▼

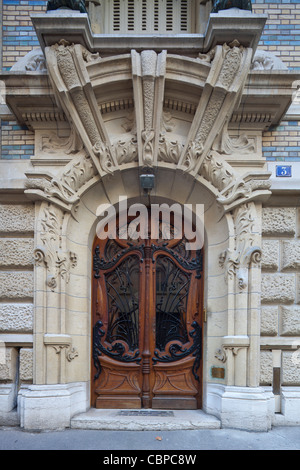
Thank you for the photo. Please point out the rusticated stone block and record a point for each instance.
(16, 252)
(278, 288)
(279, 221)
(16, 318)
(290, 321)
(266, 368)
(291, 367)
(269, 321)
(26, 365)
(270, 255)
(290, 254)
(16, 285)
(16, 218)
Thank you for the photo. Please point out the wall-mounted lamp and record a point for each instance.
(147, 183)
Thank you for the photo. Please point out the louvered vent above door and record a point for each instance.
(149, 16)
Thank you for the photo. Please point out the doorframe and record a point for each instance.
(199, 396)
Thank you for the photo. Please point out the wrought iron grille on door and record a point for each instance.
(147, 324)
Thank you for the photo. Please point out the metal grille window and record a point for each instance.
(148, 16)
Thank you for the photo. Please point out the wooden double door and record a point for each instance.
(147, 324)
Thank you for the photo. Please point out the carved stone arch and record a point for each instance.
(192, 168)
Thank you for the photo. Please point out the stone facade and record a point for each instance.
(205, 122)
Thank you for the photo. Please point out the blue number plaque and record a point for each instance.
(283, 170)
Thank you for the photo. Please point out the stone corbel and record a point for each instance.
(237, 262)
(59, 342)
(234, 190)
(249, 187)
(233, 344)
(67, 70)
(50, 253)
(63, 190)
(148, 74)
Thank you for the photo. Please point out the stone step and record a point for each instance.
(144, 420)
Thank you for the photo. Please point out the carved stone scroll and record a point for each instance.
(220, 96)
(67, 70)
(62, 190)
(237, 261)
(148, 70)
(58, 263)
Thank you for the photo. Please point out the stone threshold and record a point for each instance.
(144, 420)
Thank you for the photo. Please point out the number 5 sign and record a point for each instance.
(283, 170)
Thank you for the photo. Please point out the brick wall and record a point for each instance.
(282, 31)
(280, 312)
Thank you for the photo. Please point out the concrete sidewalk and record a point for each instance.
(279, 438)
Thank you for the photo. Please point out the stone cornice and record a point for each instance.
(222, 27)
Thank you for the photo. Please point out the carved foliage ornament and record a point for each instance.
(237, 262)
(57, 261)
(215, 108)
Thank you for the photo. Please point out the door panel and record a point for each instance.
(147, 324)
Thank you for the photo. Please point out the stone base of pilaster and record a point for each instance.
(248, 408)
(46, 407)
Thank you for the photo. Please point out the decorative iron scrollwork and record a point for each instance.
(102, 263)
(177, 351)
(116, 351)
(195, 264)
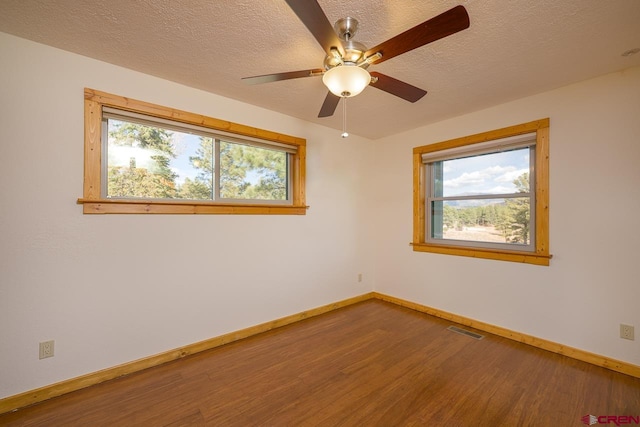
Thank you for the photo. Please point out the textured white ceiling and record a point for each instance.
(512, 49)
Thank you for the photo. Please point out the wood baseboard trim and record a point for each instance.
(41, 394)
(575, 353)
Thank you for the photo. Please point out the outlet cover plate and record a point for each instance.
(46, 349)
(627, 332)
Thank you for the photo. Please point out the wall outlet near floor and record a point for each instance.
(46, 349)
(626, 332)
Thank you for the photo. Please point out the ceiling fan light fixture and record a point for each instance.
(346, 80)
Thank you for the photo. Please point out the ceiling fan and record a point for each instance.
(345, 66)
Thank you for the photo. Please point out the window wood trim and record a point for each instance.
(93, 203)
(541, 255)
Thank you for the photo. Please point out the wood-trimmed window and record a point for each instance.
(453, 214)
(108, 184)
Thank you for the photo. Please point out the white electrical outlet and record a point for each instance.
(46, 349)
(626, 332)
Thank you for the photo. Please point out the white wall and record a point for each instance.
(592, 284)
(115, 288)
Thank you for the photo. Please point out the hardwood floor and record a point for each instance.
(370, 364)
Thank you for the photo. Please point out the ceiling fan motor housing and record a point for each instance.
(353, 51)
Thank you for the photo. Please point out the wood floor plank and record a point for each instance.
(372, 363)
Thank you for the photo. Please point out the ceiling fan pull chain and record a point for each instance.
(344, 118)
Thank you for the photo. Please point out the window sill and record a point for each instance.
(108, 206)
(502, 255)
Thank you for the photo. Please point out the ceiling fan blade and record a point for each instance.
(329, 105)
(267, 78)
(443, 25)
(396, 87)
(313, 17)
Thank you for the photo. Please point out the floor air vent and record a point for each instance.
(465, 332)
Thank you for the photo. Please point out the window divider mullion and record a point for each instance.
(216, 169)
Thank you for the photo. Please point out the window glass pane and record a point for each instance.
(151, 162)
(504, 220)
(248, 172)
(495, 173)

▲

[Short problem]
Rewrite every line from the one containing "Thank you for the photo. Please point out the wood-trimmed" through the end of the records, keeping the requests as they are, and shift each coordinate by adding -67 to every number in it.

[Result for this task]
Thank you for the photo. Please point out the wood-trimmed window and record a point for each instance.
(386, 147)
(41, 117)
Thank you for the photo. Please point out the white electrical outlet and record a point for each instance.
(-21, 282)
(559, 265)
Thank you for the photo. Please point out the white wall and record a point for each instance.
(525, 217)
(48, 221)
Thank you for the photo. Please point out the hardwood floor and record a point for each instance.
(303, 297)
Thank you for the photo. Please point out the ceiling fan motor housing and record a point for each instance.
(286, -16)
Thank you for the photo. Please point out the wood floor plank and record a point for each instance.
(305, 296)
Thank you for the photo. Please point out the ceiling fan pull chain and record a point for each instance.
(277, 51)
Thank you for the photo. Please point out the window sill and record a point for each instance.
(41, 139)
(435, 188)
Thank you for the photo. Please point out the ceiling fan blade and record a point for each instance.
(262, 38)
(200, 11)
(376, -42)
(329, 20)
(246, -50)
Thank you for the photo. Please point out the floor air vent and record a point for each instance.
(398, 265)
Thank you for the photo. Please point out the window divider mullion and record a point for each instance.
(149, 102)
Thank you for the photo. Please point out the window glass pane and record a point for each instance.
(84, 95)
(437, 153)
(181, 105)
(428, 106)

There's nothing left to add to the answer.